(Entries from a pointing dataset)
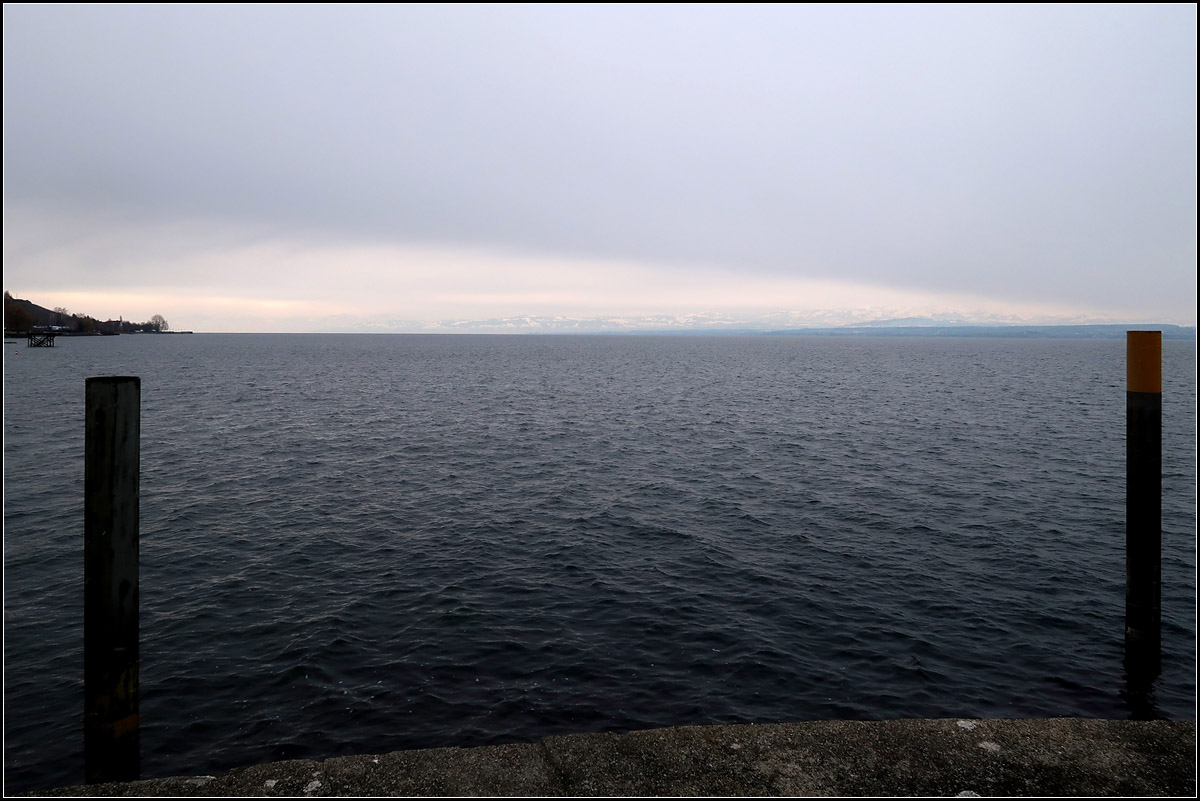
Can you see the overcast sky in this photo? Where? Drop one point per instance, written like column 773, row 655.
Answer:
column 316, row 168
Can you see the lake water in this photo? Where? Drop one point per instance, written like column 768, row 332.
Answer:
column 361, row 543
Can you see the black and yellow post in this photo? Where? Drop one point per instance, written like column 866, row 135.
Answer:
column 112, row 434
column 1144, row 503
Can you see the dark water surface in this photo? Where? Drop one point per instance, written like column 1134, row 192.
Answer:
column 355, row 543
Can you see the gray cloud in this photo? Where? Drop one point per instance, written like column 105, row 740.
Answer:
column 1031, row 152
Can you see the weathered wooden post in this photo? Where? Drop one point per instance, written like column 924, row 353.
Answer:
column 111, row 578
column 1144, row 501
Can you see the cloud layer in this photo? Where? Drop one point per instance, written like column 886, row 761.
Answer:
column 431, row 162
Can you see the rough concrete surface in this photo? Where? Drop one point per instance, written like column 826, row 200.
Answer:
column 1054, row 757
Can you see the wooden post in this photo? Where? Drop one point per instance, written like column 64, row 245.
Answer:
column 111, row 578
column 1144, row 501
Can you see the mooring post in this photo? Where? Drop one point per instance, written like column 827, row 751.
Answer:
column 1144, row 501
column 112, row 445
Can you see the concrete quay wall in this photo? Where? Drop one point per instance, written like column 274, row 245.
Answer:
column 1050, row 757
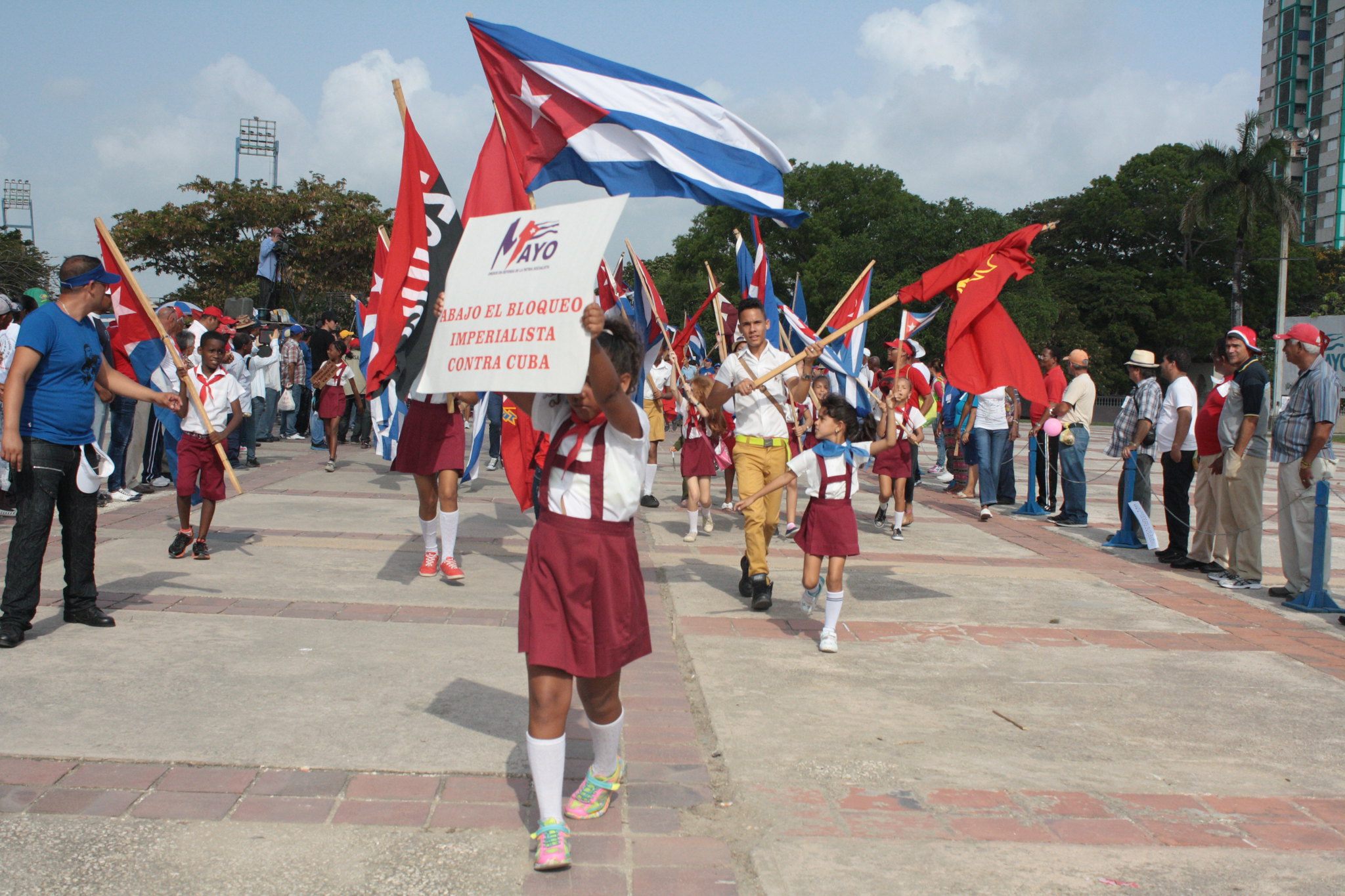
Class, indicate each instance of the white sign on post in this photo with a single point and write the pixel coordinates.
(513, 301)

• WRITTEN EXERCISE: Print all of the entries above word for word, leaving out the pictures.

• OUTPUT FOR THIS EXERCISE:
Can you see the overcast sky in this photo? Where? Drop one point per instance, written like column 773, row 655.
Answer:
column 316, row 168
Can you see the lake water in this photo? Where? Drop one point per instance, written like column 768, row 332.
Answer:
column 361, row 543
Can you see the black and yellow post in this photo? Where? Drop one point per instance, written like column 866, row 135.
Answer:
column 112, row 434
column 1144, row 503
Can you see the dark water surface in this photo? Where? Drop one point per instance, written like column 1134, row 192.
Answer:
column 355, row 543
Can you see the gray cloud in this photo? Where? Drop one point per instance, written like column 105, row 740.
Answer:
column 1031, row 152
Can you see the weathered wooden post in this photo? Where? Drop one point per instance, written like column 924, row 353.
Answer:
column 111, row 578
column 1144, row 501
Can you see the cloud layer in this photo? Where? Drop one point per instance, written like column 886, row 761.
Answer:
column 431, row 162
Can you see the rough concrete surface in this photo? Where? Drop one point per instance, written like column 826, row 200.
Answer:
column 1054, row 757
Can you see the wooden post in this photo? Where? Drop one point per instance, written like column 64, row 245.
Answer:
column 111, row 578
column 1144, row 501
Can you see the mooring post in this photo? Where? Drop one point per instance, written like column 827, row 751.
Answer:
column 1144, row 501
column 112, row 445
Can you see the concrete quay wall in this photo? Where? Drop one point per instance, written like column 274, row 245.
Answer:
column 1050, row 757
Class, indicate each instance of the white sign on post in this photo with a single point and write the pixel coordinates.
(513, 301)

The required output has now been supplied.